**Aufgaben:**
1) Von welchem Datum stammt die Richtlinie 97/81/EG des Rates laut dem Text zur Teilzeitarbeit?
2) Gib aus dem Text zur Teilzeitarbeit die Passage von „2. Für den Fall, dass“ bis „Regelung ebenfalls entgegenstehen.“ wortgetreu wieder.

**Vorliegender Text:**
Entscheidungsstichwort (Thema)
Richtlinie 97/81/EG. Rahmenvereinbarung über Teilzeitarbeit. Gleichbehandlung von Teilzeit- und Vollzeitbeschäftigten. Berechnung der für einen Anspruch auf Altersversorgung erforderlichen Zeiten. Nichtberücksichtigung arbeitsfreier Zeiträume. Diskriminierung
Beteiligte
Istituto nazionale della previdenza sociale (INPS) |
Tenor
1. Paragraf 4 der Rahmenvereinbarung über Teilzeitarbeit im Anhang der Richtlinie 97/81/EG des Rates vom 15. Dezember 1997 zu der von UNICE, CEEP und EGB geschlossenen Rahmenvereinbarung über Teilzeitarbeit ist in Bezug auf Altersversorgung dahin auszulegen, dass er einer nationalen Regelung entgegensteht, die bei Beschäftigten mit zyklisch-vertikaler Teilzeitarbeit arbeitsfreie Zeiträume bei der Berechnung der für den Erwerb eines Anspruchs auf Altersversorgung erforderlichen Zeiten nicht berücksichtigt, es sei denn, eine solche Ungleichbehandlung ist durch sachliche Gründe gerechtfertigt.
2. Für den Fall, dass das vorlegende Gericht zu dem Ergebnis gelangen sollte, dass die in den Ausgangsverfahren fragliche nationale Regelung mit Paragraf 4 der Rahmenvereinbarung über Teilzeitarbeit im Anhang der Richtlinie 97/81 unvereinbar ist, sind Paragraf 1 und Paragraf 5 Nr. 1 dieser Rahmenvereinbarung dahin auszulegen, dass sie einer solchen Regelung ebenfalls entgegenstehen.

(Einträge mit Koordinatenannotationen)
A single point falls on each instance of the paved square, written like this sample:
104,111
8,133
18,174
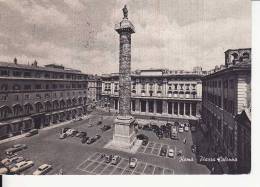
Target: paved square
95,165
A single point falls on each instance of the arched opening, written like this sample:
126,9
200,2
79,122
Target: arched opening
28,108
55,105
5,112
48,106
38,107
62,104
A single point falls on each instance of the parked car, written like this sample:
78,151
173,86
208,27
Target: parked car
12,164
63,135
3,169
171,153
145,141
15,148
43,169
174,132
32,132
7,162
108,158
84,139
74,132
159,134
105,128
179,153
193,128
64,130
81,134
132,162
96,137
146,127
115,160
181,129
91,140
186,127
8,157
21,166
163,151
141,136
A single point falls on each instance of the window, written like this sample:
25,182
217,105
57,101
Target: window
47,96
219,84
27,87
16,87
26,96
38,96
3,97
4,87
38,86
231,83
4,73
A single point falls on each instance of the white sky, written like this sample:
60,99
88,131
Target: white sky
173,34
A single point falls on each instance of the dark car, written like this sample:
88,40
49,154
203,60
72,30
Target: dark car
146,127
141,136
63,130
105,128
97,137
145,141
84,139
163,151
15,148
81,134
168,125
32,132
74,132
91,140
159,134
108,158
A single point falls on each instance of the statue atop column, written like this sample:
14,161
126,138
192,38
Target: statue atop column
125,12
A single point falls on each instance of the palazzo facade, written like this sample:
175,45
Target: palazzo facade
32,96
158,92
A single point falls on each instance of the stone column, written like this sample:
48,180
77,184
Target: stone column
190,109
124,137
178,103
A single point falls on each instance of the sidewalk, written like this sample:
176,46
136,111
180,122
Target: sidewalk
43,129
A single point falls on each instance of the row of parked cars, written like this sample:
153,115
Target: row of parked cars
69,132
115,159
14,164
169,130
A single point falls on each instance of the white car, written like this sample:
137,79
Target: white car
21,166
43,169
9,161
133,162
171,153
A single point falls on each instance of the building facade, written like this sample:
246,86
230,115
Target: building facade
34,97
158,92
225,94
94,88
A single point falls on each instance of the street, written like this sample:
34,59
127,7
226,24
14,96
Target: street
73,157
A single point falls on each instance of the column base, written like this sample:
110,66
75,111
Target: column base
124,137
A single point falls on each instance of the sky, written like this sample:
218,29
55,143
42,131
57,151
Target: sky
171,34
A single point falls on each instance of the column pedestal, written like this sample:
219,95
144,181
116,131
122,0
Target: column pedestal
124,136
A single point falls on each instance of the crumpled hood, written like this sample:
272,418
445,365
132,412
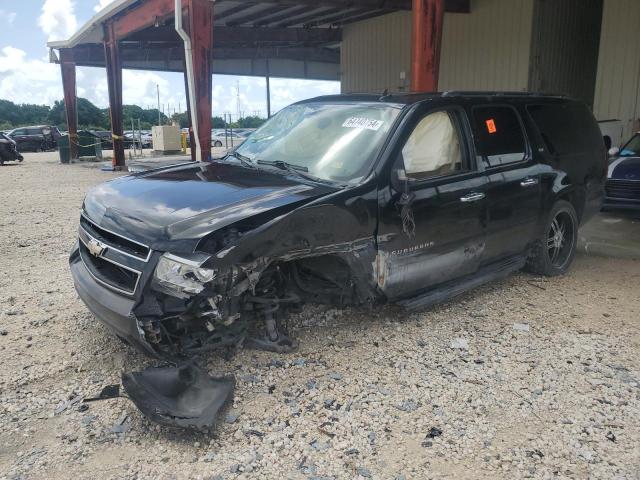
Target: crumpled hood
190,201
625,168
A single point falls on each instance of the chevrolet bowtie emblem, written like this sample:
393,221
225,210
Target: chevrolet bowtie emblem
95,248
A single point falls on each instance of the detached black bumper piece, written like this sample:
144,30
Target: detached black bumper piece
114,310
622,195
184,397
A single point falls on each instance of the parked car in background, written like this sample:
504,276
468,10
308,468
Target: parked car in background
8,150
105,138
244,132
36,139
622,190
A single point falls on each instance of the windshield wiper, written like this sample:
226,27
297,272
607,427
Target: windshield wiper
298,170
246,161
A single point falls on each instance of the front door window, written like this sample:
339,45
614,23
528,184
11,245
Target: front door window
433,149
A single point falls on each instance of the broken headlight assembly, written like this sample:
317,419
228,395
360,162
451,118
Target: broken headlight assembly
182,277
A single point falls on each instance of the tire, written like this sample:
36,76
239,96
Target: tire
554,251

...

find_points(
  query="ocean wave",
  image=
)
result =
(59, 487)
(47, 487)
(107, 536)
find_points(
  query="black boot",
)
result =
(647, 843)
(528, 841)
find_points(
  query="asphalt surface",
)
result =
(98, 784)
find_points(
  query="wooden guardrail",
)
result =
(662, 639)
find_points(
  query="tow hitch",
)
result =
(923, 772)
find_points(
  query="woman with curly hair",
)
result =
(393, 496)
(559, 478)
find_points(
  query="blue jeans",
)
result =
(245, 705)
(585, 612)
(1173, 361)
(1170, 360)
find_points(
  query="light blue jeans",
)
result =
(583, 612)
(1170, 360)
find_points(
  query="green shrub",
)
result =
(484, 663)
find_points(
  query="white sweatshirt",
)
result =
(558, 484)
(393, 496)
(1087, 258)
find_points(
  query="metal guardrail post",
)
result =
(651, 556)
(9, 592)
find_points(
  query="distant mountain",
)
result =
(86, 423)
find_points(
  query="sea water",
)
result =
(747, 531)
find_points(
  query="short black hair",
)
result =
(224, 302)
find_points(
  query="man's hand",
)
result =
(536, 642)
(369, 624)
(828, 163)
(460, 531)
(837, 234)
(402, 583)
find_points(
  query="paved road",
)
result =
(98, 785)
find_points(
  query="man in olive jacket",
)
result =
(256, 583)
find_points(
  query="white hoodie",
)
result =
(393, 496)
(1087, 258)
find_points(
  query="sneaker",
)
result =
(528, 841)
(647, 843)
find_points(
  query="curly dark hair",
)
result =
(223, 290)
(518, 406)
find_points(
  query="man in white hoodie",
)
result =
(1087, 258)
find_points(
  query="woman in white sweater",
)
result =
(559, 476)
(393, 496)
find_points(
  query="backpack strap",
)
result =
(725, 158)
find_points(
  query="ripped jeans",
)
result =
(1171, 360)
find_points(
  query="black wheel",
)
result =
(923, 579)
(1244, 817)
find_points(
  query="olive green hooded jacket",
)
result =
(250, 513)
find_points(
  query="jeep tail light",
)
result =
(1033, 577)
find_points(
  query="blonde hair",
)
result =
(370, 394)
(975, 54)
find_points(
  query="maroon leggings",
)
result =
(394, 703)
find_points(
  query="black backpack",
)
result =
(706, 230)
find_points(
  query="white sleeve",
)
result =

**Lösungen:**
1) Vom 15. Dezember 1997.

2)
2. Für den Fall, dass das vorlegende Gericht zu dem Ergebnis gelangen sollte, dass die in den Ausgangsverfahren fragliche nationale Regelung mit Paragraf 4 der Rahmenvereinbarung über Teilzeitarbeit im Anhang der Richtlinie 97/81 unvereinbar ist, sind Paragraf 1 und Paragraf 5 Nr. 1 dieser Rahmenvereinbarung dahin auszulegen, dass sie einer solchen Regelung ebenfalls entgegenstehen.